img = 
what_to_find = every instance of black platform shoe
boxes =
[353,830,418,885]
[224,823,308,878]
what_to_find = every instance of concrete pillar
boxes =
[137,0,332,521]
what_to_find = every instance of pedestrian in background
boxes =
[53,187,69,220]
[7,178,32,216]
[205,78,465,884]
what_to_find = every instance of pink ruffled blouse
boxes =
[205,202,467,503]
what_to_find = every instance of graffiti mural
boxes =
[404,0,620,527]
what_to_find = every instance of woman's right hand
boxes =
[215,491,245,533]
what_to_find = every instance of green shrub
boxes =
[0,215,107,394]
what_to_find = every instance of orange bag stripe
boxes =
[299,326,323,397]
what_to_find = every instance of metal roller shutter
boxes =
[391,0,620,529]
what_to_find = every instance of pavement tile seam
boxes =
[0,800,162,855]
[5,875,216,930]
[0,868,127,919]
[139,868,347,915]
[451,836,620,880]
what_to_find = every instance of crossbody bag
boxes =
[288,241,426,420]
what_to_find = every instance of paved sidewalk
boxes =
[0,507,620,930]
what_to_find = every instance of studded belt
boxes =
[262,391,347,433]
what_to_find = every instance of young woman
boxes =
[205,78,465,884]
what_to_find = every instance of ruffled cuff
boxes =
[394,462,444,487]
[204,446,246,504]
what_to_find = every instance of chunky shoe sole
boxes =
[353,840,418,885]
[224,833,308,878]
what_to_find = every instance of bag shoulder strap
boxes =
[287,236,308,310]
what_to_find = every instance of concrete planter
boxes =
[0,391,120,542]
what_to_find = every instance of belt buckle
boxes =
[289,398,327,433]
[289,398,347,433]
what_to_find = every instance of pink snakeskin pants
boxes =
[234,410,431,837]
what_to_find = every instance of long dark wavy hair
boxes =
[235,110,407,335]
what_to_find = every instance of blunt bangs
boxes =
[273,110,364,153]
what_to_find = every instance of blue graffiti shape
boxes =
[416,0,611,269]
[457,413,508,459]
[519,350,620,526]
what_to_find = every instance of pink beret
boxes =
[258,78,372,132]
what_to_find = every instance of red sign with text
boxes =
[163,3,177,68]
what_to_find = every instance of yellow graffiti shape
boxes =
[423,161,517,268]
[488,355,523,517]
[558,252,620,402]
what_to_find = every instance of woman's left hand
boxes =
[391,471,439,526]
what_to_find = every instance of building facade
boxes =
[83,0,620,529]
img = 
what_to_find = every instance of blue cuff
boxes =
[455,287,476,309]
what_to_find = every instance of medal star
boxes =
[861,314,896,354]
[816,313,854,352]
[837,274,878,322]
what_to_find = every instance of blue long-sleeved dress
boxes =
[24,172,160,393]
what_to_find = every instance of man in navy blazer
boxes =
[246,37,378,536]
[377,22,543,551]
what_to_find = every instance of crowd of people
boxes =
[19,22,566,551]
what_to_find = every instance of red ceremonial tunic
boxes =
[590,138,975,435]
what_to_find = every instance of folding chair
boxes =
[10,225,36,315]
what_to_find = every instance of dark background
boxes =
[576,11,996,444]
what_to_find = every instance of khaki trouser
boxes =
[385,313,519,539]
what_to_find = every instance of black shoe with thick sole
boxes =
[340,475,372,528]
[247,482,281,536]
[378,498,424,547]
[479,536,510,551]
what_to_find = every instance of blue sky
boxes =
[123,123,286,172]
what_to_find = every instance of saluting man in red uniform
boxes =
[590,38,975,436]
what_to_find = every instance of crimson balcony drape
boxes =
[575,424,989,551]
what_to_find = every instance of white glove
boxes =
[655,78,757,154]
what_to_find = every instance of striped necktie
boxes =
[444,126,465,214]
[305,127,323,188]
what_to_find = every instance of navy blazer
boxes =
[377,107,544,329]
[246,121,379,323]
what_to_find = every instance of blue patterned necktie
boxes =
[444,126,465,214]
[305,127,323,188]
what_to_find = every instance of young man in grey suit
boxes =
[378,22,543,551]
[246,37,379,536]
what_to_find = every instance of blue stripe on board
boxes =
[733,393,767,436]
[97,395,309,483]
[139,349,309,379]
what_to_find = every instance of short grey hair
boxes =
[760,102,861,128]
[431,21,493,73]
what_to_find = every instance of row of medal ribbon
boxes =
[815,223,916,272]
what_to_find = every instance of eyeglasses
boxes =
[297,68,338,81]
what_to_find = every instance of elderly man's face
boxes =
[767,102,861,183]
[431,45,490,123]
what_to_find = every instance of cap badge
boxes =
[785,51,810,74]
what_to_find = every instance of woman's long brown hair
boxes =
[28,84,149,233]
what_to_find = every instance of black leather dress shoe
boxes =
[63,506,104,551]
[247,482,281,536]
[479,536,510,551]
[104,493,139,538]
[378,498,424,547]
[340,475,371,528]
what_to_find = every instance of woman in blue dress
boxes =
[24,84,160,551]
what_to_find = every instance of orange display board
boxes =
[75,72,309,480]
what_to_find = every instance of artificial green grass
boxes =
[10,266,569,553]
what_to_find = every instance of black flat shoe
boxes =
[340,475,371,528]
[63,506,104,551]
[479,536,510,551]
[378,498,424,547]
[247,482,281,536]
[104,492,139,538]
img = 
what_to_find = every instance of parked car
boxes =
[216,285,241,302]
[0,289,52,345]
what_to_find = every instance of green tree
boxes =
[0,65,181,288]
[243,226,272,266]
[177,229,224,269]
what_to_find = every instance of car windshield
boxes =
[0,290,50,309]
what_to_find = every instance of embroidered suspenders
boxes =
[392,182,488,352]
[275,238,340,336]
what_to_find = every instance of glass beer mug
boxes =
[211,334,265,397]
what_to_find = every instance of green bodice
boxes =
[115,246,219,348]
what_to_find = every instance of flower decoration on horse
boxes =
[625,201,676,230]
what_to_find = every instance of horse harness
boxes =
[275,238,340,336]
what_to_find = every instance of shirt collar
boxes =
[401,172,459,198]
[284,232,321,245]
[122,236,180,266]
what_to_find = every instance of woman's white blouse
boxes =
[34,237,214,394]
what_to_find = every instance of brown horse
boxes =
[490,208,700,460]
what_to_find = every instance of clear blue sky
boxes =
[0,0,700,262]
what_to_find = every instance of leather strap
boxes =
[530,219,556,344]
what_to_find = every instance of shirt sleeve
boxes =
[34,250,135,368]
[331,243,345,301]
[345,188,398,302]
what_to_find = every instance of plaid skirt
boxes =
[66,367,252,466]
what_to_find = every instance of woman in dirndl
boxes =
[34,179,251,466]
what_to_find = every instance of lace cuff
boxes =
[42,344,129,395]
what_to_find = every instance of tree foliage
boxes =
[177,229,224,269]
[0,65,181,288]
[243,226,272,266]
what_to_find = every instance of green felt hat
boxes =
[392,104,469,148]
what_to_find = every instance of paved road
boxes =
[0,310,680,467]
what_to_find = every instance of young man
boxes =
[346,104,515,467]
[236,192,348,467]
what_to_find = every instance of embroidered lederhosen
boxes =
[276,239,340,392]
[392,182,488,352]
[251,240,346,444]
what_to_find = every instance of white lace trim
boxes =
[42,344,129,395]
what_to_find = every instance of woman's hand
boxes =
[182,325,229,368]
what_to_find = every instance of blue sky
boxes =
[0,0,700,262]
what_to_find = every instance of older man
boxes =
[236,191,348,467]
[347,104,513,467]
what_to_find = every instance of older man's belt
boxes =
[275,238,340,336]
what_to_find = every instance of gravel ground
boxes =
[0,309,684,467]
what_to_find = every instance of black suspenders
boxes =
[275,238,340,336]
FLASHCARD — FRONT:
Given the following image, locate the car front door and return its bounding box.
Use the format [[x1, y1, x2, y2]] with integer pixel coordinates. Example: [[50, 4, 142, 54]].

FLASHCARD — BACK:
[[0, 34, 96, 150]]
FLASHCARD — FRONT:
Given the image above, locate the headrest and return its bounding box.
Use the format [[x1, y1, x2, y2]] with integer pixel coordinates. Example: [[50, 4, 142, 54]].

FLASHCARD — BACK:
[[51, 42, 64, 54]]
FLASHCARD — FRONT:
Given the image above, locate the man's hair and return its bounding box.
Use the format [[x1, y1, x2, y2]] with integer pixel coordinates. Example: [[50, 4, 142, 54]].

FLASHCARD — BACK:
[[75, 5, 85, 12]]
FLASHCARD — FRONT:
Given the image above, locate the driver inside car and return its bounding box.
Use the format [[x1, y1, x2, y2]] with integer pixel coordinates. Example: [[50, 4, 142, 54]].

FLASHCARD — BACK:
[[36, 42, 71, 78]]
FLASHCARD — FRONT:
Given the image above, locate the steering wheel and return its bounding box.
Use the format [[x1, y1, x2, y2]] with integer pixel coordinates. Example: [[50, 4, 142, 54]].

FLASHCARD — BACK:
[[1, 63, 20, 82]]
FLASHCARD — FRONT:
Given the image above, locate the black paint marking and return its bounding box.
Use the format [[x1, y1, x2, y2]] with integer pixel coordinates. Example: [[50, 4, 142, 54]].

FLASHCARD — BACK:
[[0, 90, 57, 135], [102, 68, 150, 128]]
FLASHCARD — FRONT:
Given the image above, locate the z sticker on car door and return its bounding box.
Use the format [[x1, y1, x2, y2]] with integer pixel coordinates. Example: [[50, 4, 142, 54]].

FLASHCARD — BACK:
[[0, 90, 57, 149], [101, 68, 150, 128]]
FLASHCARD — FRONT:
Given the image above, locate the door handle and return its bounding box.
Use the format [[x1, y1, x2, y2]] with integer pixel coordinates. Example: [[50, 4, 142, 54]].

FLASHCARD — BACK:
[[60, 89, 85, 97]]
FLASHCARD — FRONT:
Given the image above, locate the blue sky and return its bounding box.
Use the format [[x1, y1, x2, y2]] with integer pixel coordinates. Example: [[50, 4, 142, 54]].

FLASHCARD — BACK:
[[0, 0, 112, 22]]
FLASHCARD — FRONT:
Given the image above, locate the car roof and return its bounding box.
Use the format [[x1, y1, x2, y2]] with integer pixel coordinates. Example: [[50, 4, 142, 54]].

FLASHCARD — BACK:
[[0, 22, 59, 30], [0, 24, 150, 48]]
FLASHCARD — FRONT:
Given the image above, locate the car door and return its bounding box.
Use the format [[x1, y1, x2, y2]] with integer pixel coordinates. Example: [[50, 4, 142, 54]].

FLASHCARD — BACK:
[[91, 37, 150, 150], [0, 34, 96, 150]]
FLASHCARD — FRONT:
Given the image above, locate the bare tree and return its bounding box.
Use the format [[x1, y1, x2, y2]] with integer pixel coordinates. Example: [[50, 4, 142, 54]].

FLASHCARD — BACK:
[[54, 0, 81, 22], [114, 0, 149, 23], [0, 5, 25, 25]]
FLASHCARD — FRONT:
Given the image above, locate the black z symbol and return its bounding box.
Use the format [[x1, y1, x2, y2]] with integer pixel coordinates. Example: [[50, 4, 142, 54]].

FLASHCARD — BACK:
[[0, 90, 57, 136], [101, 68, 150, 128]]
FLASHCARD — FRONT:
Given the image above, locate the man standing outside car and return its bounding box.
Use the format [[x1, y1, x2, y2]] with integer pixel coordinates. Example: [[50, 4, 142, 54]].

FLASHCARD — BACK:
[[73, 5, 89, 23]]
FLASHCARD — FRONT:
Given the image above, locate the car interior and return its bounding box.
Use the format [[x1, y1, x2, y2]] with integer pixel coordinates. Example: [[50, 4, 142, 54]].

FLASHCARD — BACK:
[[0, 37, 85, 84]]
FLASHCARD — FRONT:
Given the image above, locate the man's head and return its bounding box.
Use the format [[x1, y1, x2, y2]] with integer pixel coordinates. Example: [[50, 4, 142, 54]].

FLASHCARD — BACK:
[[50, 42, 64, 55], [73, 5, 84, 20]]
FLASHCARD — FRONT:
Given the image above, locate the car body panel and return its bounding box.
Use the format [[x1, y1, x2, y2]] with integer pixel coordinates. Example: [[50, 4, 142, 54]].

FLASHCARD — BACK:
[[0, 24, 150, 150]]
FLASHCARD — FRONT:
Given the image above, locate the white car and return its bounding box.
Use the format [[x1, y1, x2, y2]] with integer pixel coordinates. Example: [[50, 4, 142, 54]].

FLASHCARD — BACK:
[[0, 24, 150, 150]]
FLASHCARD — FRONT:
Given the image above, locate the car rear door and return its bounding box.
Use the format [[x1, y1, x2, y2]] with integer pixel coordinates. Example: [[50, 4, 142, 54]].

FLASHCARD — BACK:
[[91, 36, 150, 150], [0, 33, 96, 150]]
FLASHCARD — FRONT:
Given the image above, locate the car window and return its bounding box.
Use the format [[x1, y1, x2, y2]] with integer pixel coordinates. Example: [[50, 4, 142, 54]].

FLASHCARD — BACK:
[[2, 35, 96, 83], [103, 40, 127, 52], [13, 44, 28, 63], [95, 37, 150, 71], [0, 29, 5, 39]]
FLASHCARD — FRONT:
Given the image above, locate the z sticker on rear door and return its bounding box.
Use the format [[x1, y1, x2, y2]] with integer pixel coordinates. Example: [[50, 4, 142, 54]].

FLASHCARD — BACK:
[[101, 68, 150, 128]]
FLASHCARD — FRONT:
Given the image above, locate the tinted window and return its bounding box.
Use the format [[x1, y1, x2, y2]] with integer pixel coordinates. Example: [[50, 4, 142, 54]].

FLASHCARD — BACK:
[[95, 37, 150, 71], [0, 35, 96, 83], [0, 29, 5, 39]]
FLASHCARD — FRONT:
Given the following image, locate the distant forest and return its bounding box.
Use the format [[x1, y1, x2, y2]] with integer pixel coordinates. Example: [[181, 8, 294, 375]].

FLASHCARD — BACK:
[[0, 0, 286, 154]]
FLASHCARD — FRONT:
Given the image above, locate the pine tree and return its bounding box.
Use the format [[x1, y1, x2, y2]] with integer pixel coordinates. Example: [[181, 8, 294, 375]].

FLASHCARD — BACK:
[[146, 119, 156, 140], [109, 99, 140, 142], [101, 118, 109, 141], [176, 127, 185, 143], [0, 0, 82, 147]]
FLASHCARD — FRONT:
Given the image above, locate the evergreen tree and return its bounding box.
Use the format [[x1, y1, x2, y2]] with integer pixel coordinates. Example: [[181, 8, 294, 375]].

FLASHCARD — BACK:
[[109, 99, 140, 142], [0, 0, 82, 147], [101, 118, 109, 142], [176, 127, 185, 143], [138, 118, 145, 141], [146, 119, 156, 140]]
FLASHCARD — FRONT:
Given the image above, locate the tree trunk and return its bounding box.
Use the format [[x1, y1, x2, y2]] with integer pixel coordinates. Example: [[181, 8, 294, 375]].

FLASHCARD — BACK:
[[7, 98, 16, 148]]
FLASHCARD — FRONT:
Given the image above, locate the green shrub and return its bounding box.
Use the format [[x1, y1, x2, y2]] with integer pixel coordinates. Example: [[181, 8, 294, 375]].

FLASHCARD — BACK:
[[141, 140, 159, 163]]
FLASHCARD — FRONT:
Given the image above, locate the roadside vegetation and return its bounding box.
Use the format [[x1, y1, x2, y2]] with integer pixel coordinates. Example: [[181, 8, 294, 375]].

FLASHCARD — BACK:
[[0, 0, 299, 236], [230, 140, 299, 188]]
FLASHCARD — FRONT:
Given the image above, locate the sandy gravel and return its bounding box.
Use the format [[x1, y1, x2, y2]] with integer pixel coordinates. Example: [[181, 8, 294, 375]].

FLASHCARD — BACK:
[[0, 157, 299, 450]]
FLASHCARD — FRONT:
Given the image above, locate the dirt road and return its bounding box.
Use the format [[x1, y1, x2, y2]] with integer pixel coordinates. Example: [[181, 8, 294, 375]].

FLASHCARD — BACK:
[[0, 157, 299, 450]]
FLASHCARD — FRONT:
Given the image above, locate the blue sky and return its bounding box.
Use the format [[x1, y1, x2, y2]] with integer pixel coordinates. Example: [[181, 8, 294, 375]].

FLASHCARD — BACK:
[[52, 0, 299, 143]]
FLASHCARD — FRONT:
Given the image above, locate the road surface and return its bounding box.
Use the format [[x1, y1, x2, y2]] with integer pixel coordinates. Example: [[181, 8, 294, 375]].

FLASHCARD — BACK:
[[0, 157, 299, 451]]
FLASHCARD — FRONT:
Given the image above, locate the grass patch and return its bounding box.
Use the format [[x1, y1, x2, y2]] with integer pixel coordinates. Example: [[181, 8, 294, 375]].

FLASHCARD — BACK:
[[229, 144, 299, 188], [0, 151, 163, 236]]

· · · · ·

— WHAT NEEDS TO BE DONE —
Could you give the entries again, starting with the line with "what_to_find = every instance of blue stripe" and going on through the line with "[431,21,493,73]", swapping "board" for "panel" and leaving everything else unchanged?

— WRITTEN RESPONSE —
what_to_find = every instance of blue stripe on panel
boxes =
[733,393,767,436]
[97,395,309,483]
[139,349,309,379]
what_to_find = every instance of short grey hair
boxes =
[760,102,861,128]
[431,21,493,73]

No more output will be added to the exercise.